* [Supplied text]
By Teresa Bertossi
Posted on Headwaters News Feb. 12, 2012
Reprinted and slightly updated with permission
MARQUETTE -- While citizens around the country fight to sustain their livelihoods, corporations have stayed one step ahead by exercising control over regulatory agencies and gutting, altering, and writing the very laws that regulate their operations.
From jobs to natural resources and elections, the regulatory system is increasingly being criticized for serving the interests of corporations, a concept supported at private sector economic development group Operation Action U.P.’s annual meeting. Themed "Jobs vs. Regulatory Burden," the meeting featured a panel representing the mining industry, as well as a keynote presentation by Environmental Protection Agency’s (EPA) Great Lakes Region 5 Administrator, Susan Hedman.*
Promotional materials set the stage for the meeting, featuring an image of two boxing gloves, one representing the regulator, and the other the regulated corporation. However, had it been a real boxing match, it would have ended with a technical knockout shortly after Hedman’s presentation, as it became quite obvious that a majority of regulations today are not so much a burden to industry, as a service providing business security.

* [Dataset excerpt]
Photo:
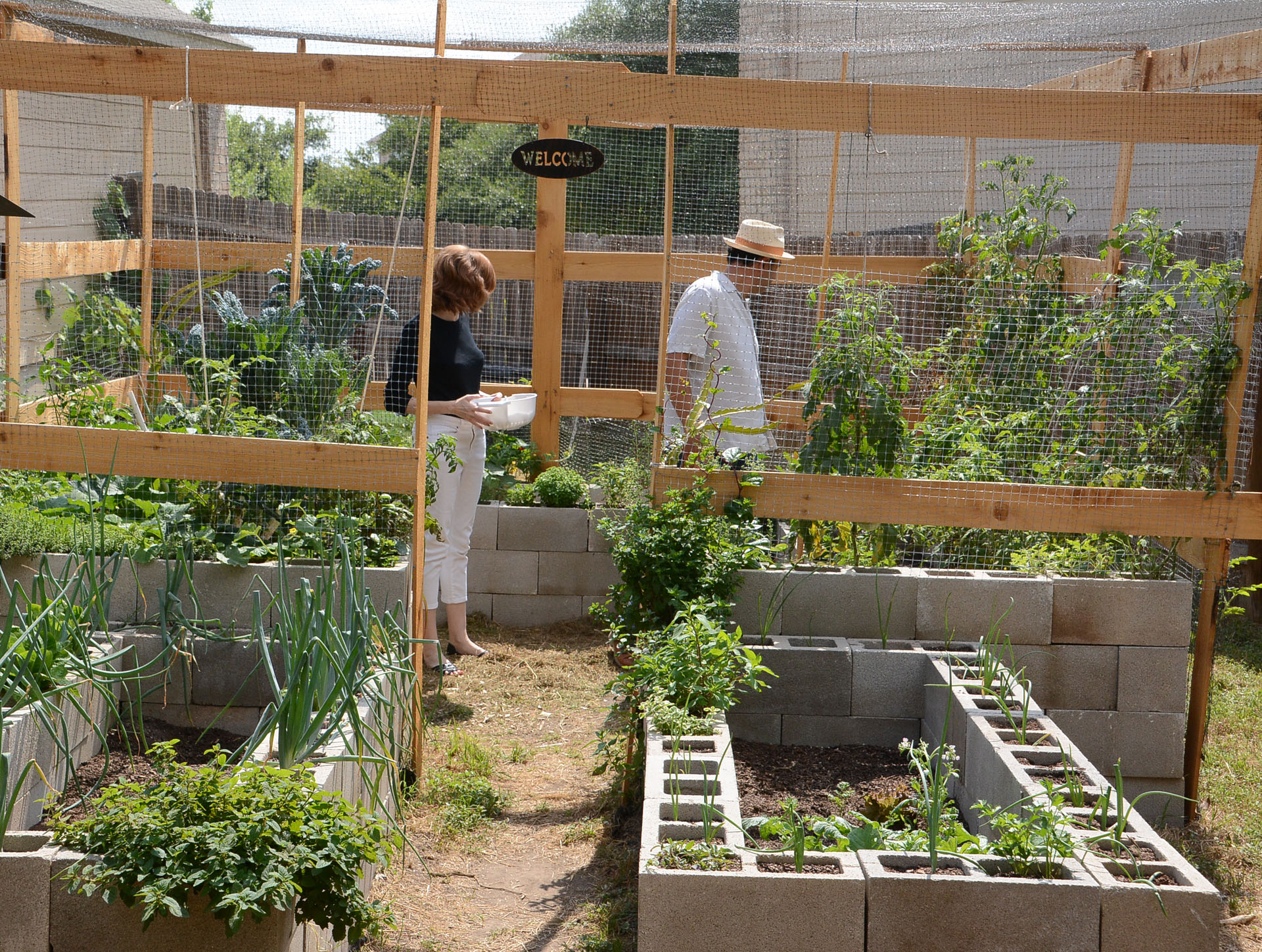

* [Work to complete] Please copy the article on regulatory burden word for word, from start to finish. The lines have no part in this work.

* [Written answer]
By Teresa Bertossi
Posted on Headwaters News Feb. 12, 2012
Reprinted and slightly updated with permission
MARQUETTE -- While citizens around the country fight to sustain their livelihoods, corporations have stayed one step ahead by exercising control over regulatory agencies and gutting, altering, and writing the very laws that regulate their operations.
From jobs to natural resources and elections, the regulatory system is increasingly being criticized for serving the interests of corporations, a concept supported at private sector economic development group Operation Action U.P.’s annual meeting. Themed "Jobs vs. Regulatory Burden," the meeting featured a panel representing the mining industry, as well as a keynote presentation by Environmental Protection Agency’s (EPA) Great Lakes Region 5 Administrator, Susan Hedman.*
Promotional materials set the stage for the meeting, featuring an image of two boxing gloves, one representing the regulator, and the other the regulated corporation. However, had it been a real boxing match, it would have ended with a technical knockout shortly after Hedman’s presentation, as it became quite obvious that a majority of regulations today are not so much a burden to industry, as a service providing business security.